_EXERCISES_:
1) Write out the pump device passage between "The first embodiment of the pump device 20 can" and "pump out fluid.", inclusive.
2) According to the pump device passage, what urges the ball into the conical aperture in a buoyancy ball check valve?
3) Continue the pump device passage from its final sentence.

In use, the ball check valve 80 of this example is arranged to be vertical with respect to the bed of the body of water 2. In the absence of fluid flowing through the ball check valve 80, the ball 81 sits on the ring seat 82 such that it covers the conical aperture 85.

When the force acting on the ball 81 from fluid flowing from the ball check valve inlet port 80i towards the ball check valve outlet port 80o exceeds the force of gravity acting on the ball 81, the ball 81 is lifted off of the ring seat 82, uncovering the conical aperture 85 and allows fluid to flow through the outlet port 80o of the ball check valve 80. Fluid flowing from the ball check valve outlet port 80o towards the ball check valve inlet port 80i acts with gravity to keep the ball 81 seated on the ring seat 82, and thus is restricted from passing through the conical aperture 85 and out of the ball check valve inlet port 80i.

Like the inlet check valves 25 and outlet check valves 29 of the first embodiment of the pump device 20, the ball check valves 80 utilised in second embodiment of the pump device 20 are configured to restrict the back-flow of fluid through the pump device 20.

Other examples of the pump device 20 may instead have at least one or each inlet check valve 25 and at least one or each outlet check valve 29 comprise a buoyancy ball check valve (not shown). Buoyancy ball check valves work similarly to the ball check valve 80 shown in Figs. 18-20, but are configured to have the ball urged into the conical aperture by a buoyant force instead of gravity. Other examples of the pump device 20 may comprise any other suitable check valve not already described above.

The first embodiment of the pump device 20 can be described as a double-acting diaphragm pump that comprises two pump chambers 33, two flexible diaphragms 27, two flow pathways 23, two sets of ports (inlet and outlet) 36, 37 and two sets of check valves (inlet and outlet) 25, 29. In operation, this allows for fluid to be drawn into one pump chamber 33 while fluid is pumped out of the other pump chamber 33. Other embodiments of the pump device may instead be single-acting diaphragm pumps comprising one pump chamber 33, one flexible diaphragm 27, one set of ports (inlet and outlet) 36, 37 and one set of check valves (inlet and outlet) 25, 29. Such single-acting diaphragm embodiments of the pump device 20 are not able to simultaneously draw in and pump out fluid.

In operation during extreme weather/wave events, the pump device 20 may be provided with a protective cover (not shown) adapted to protect the pump device 20 from impact from debris within the body of water 2.

_SUPPLIED DATA_:
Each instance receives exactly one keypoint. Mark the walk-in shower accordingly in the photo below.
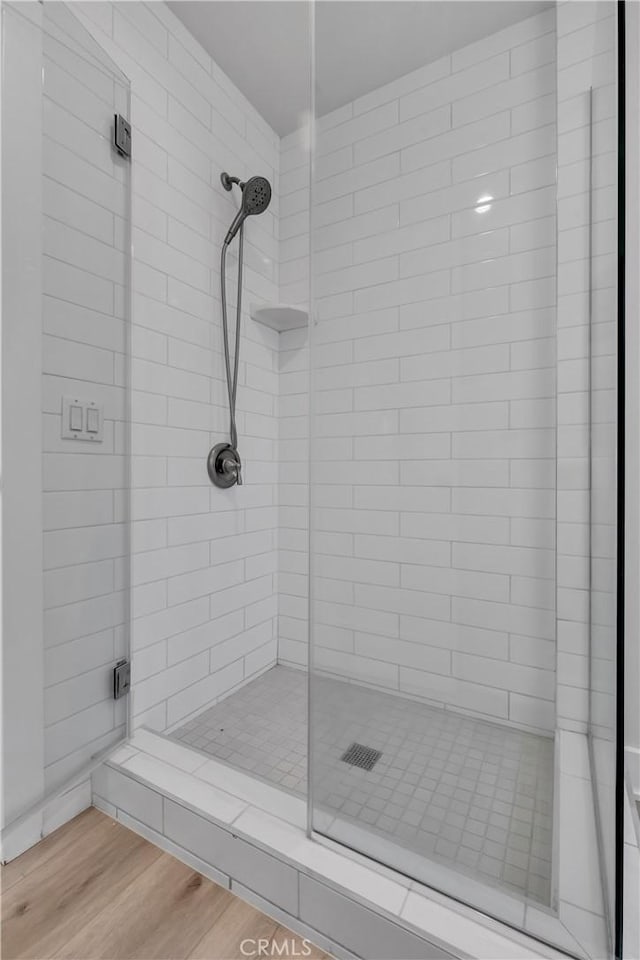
(397, 638)
(224, 465)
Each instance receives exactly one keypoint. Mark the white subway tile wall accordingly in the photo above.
(433, 383)
(204, 600)
(85, 197)
(586, 388)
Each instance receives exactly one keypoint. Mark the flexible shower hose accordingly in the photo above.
(232, 381)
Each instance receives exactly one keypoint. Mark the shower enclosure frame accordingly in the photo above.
(25, 818)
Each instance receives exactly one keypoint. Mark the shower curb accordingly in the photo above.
(259, 856)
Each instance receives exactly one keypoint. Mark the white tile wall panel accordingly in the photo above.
(189, 124)
(470, 321)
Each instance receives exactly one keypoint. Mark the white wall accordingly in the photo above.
(434, 387)
(204, 601)
(85, 229)
(586, 523)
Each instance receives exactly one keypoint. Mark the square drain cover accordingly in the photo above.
(360, 756)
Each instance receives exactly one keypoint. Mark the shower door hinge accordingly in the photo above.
(121, 679)
(122, 136)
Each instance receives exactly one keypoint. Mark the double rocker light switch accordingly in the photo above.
(81, 419)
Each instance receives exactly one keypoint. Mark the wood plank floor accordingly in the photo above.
(95, 889)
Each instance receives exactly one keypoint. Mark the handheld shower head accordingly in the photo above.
(256, 196)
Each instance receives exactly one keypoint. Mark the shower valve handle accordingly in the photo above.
(232, 467)
(224, 466)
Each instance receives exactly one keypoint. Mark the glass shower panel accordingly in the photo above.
(83, 285)
(443, 509)
(86, 248)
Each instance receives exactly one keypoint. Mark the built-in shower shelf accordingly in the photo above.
(279, 316)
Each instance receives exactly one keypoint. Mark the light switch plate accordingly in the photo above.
(82, 420)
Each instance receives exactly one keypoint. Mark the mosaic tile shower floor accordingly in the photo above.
(474, 795)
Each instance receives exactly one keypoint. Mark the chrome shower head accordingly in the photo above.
(256, 196)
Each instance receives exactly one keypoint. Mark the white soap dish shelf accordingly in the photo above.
(279, 316)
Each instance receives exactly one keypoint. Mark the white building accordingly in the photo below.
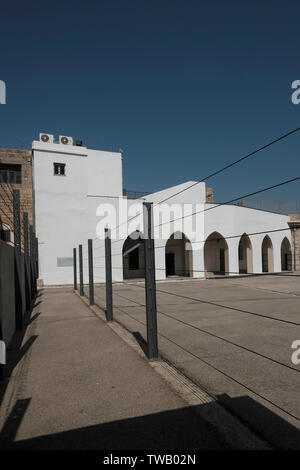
(74, 188)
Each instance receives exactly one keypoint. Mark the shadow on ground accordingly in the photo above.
(184, 428)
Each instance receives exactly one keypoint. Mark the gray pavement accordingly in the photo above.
(232, 337)
(75, 384)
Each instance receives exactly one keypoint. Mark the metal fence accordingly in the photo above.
(18, 272)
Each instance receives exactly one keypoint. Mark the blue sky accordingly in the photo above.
(183, 87)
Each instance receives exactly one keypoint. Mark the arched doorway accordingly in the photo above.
(216, 254)
(179, 258)
(286, 255)
(245, 255)
(133, 256)
(267, 255)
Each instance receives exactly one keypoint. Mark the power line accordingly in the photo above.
(211, 365)
(230, 201)
(213, 174)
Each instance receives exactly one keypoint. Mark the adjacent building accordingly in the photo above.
(72, 193)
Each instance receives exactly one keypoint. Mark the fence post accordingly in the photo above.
(91, 272)
(37, 256)
(80, 272)
(75, 268)
(17, 223)
(17, 249)
(108, 276)
(150, 285)
(31, 262)
(28, 285)
(33, 259)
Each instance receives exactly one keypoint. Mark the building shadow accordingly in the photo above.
(16, 349)
(184, 428)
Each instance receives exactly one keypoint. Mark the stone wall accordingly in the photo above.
(23, 158)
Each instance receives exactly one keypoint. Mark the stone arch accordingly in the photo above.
(286, 255)
(179, 256)
(216, 257)
(267, 255)
(245, 255)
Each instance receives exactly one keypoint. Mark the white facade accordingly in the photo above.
(65, 206)
(66, 215)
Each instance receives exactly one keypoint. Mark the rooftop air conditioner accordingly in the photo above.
(47, 138)
(63, 139)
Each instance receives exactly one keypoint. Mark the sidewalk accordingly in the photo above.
(78, 385)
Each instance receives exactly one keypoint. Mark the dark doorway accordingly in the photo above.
(170, 264)
(222, 261)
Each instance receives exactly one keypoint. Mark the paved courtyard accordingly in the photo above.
(232, 337)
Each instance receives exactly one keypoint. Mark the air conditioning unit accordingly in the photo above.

_RESPONSE LIST_:
1)
The first embodiment of the pump device 20 can be described as a double-acting diaphragm pump that comprises two pump chambers 33, two flexible diaphragms 27, two flow pathways 23, two sets of ports (inlet and outlet) 36, 37 and two sets of check valves (inlet and outlet) 25, 29. In operation, this allows for fluid to be drawn into one pump chamber 33 while fluid is pumped out of the other pump chamber 33. Other embodiments of the pump device may instead be single-acting diaphragm pumps comprising one pump chamber 33, one flexible diaphragm 27, one set of ports (inlet and outlet) 36, 37 and one set of check valves (inlet and outlet) 25, 29. Such single-acting diaphragm embodiments of the pump device 20 are not able to simultaneously draw in and pump out fluid.

2) A buoyant force, instead of gravity.

3)
In other examples of the invention, not shown in the figures, the pump device 20 may comprise two or more flexible diaphragms 27 along each pathway 23 (such that the two or more flexible diaphragms 27 along each pathway 23 are arranged in parallel in the pathway). Pathways 23 of this example typically still comprise a single set of ports (inlet and outlet) 36, 37 and a single set of check valves (inlet and outlet) 25, 29. Each flexible diaphragm 27 within a given pathway 23 may be connected to a respective pump shaft 31 (typically coupled to the moveable element 40 by a respective translating coupling mechanisms 52). Alternatively, each flexible diaphragm 27 within a given pathway 23 may be connected to a common pump shaft 31. Each pathway 23 having multiple flexible diaphragms 27 arranged in parallel advantageously increases the maximum volumetric change possible within a given pump chamber 33 (and thus the maximum pressure at which fluid is pumped out of the pump device) while making use of smaller and/or more easily sourced flexible diaphragms 27.

As best seen in Fig. 22, the sealing connector 72 of this example comprises a seal housing 75 fixed to the interconnecting pipework segment 71 via a clamp 76 comprising a bore 76b. The seal housing 75 comprises a bore 75b having an open end 75o adapted to connect with the pump device 20 (in the example seen in Figs 13-14, either via the intake branch 22i of the inlet connector 22 or the outtake branch 28o of the outlet valve housing connector 28) and a closed end 75c sealed by a sealing mechanism 73 provided within the seal housing 75. A seal housing perforation 75p located between the open and closed ends 75o, 75c of the seal housing 75 extends through the seal housing 75. The interconnecting pipework segment 71 comprises an interconnecting pipework segment perforation (not shown) typically encased in the clamp 76 extending through the interconnecting pipework segment 71. The sealing connector 72 of this example is arranged such that the seal housing 75 and the interconnecting pipework segment 71 are in fluid communication with each other via the bore 75b of the seal housing 75, the seal housing perforation 75p, the bore 76b of the clamp 76 and the interconnecting pipework segment perforation 71 p.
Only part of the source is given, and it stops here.